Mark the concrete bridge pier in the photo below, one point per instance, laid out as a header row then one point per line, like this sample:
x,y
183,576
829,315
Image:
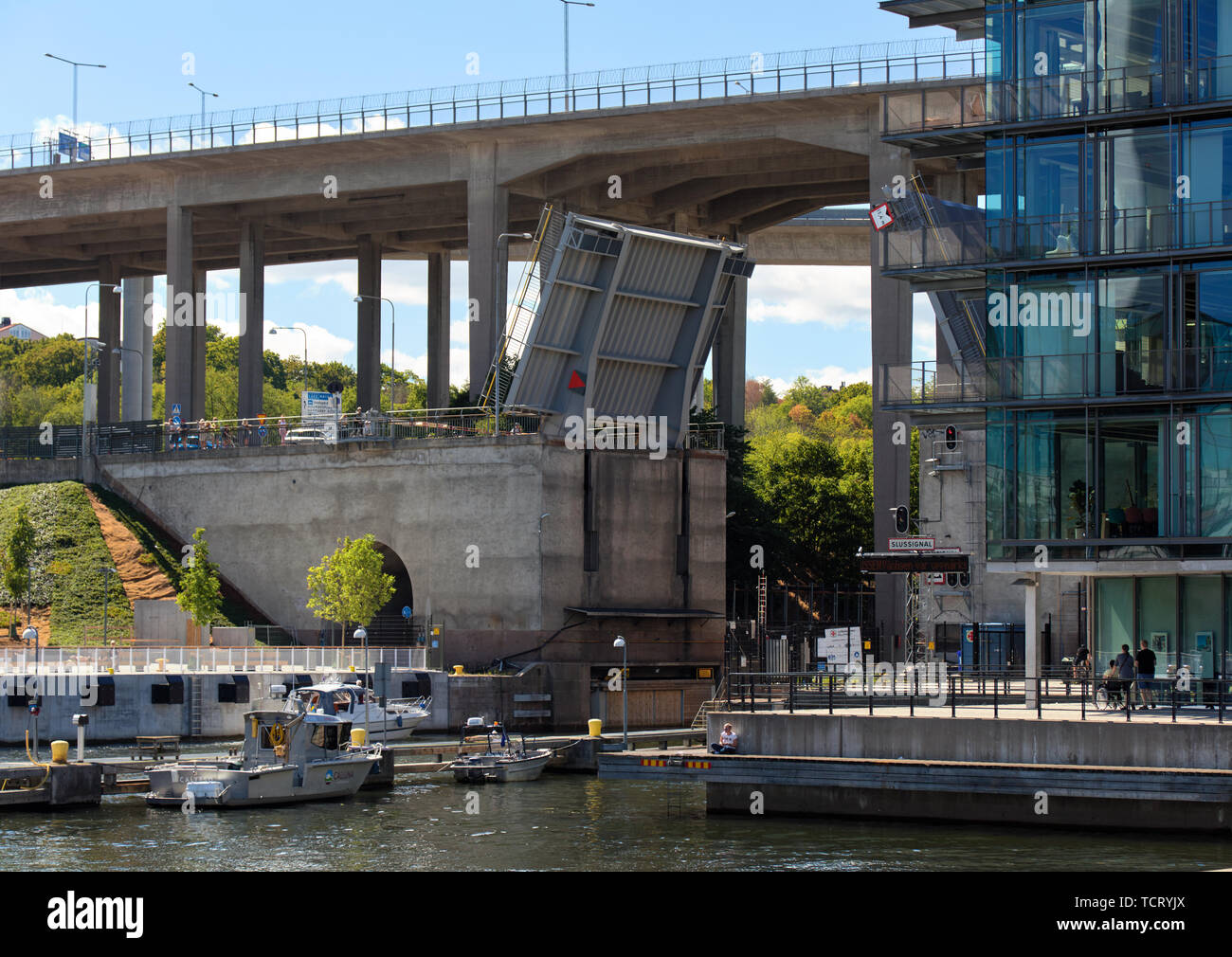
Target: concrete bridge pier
x,y
891,318
368,339
438,331
487,218
136,366
728,353
185,349
251,333
109,334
========================
### WORK TO DO
Rewrite the material above, replacing "concrete bridge pier" with "stone bridge pier" wherever it appears and leaving everything else unchanged. Leave out the pictures.

### RESULT FOR THIS TASK
Mark the stone bridge pier in the photo below, one point per instance, laid out as a header row then one point per line, like this sample:
x,y
183,576
829,315
Image:
Target: stone bridge pier
x,y
891,318
368,339
438,331
487,218
136,366
728,353
185,349
251,333
109,334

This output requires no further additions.